● What you need to do:
Every line in the material below that includes "clicks" should be copied.

● Data shown:
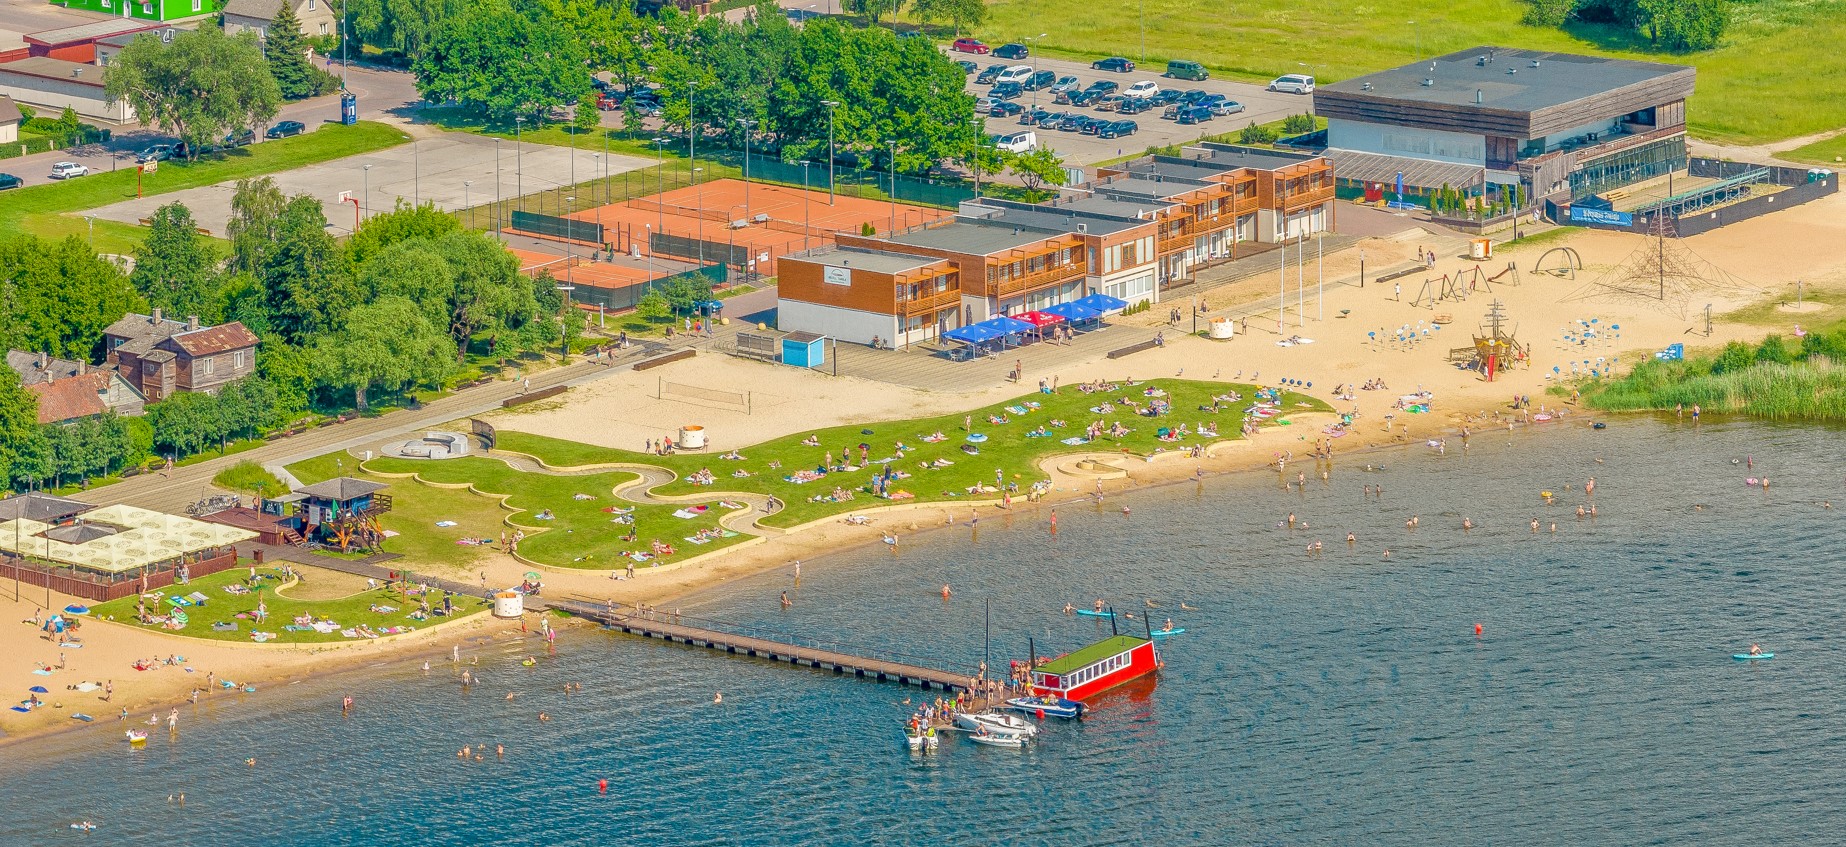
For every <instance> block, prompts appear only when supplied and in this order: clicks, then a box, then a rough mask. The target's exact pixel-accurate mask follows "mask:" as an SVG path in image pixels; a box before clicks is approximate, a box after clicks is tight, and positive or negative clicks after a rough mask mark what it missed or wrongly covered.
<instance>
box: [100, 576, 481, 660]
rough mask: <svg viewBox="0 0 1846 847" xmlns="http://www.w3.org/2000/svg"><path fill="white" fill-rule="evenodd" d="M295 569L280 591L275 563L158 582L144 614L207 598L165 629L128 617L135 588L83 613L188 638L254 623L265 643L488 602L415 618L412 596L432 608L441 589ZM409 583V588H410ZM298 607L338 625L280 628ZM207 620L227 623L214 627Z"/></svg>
mask: <svg viewBox="0 0 1846 847" xmlns="http://www.w3.org/2000/svg"><path fill="white" fill-rule="evenodd" d="M301 572H303V576H305V581H303V583H297V585H294V587H288V589H282V591H277V587H281V585H284V576H282V570H281V568H277V567H258V568H257V576H258V578H257V579H255V581H251V579H249V570H247V567H236V568H231V570H222V572H218V574H210V576H201V578H198V579H192V581H190V583H186V585H174V587H168V589H162V591H161V594H162V596H161V598H159V600H148V613H150V614H166V613H168V611H170V609H172V605H168V603H166V598H170V596H185V594H192V592H199V594H205V598H207V600H205V605H188V607H185V614H186V626H185V627H181V629H168V627H164V626H162V624H138V622H137V620H135V602H137V596H126V598H122V600H111V602H107V603H98V605H94V607H92V609H90V613H92V614H94V616H98V618H103V620H114V622H120V624H127V626H135V627H142V629H148V631H159V633H168V635H185V637H190V638H209V640H231V642H251V640H255V638H253V637H251V633H253V631H260V633H275V637H273V638H270V640H268V642H270V644H323V642H343V640H358V638H349V637H345V635H342V633H340V629H354V627H362V626H364V627H367V629H369V631H373V633H375V635H391V633H386V631H384V629H388V627H404V629H406V631H408V629H426V627H432V626H438V624H443V622H449V620H458V618H463V616H467V614H473V613H478V611H482V609H485V607H487V602H485V600H480V598H469V596H462V594H456V596H454V609H456V614H454V616H436V614H432V616H428V618H426V620H415V618H412V616H410V614H412V613H415V611H417V603H419V600H428V603H430V607H432V609H439V607H441V598H443V592H439V591H432V592H430V596H428V598H423V596H417V594H408V596H406V594H402V592H401V591H386V589H366V583H364V581H362V579H358V578H353V576H347V574H336V572H330V570H316V568H306V570H301ZM321 583H329V585H327V587H325V589H332V591H323V585H321ZM227 587H246V589H251V591H249V592H246V594H231V592H229V591H225V589H227ZM408 591H412V592H415V589H408ZM258 602H262V603H264V607H266V609H268V618H266V620H264V622H260V624H258V622H257V620H255V613H257V603H258ZM377 609H390V611H377ZM299 614H308V616H312V618H314V620H327V622H334V624H338V626H340V629H334V631H330V633H321V631H314V629H305V631H303V629H286V627H288V626H297V624H295V616H299ZM214 624H220V626H225V627H234V629H214V627H212V626H214ZM354 635H356V633H354Z"/></svg>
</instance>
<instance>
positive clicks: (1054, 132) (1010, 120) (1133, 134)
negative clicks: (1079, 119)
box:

● Exercise response:
For every <instance> block, prompts appear only when supplied and in this order: clicks, then a box, then a rough mask. The target's exact pixel-accurate mask follows "mask:" as an SVG path in image pixels; a box before clicks is approximate, a box after clicks is tight, and positive or negative clicks after a rough mask mark what it missed or wrongly covered.
positive clicks: (1054, 132) (1010, 120) (1133, 134)
negative clicks: (1079, 119)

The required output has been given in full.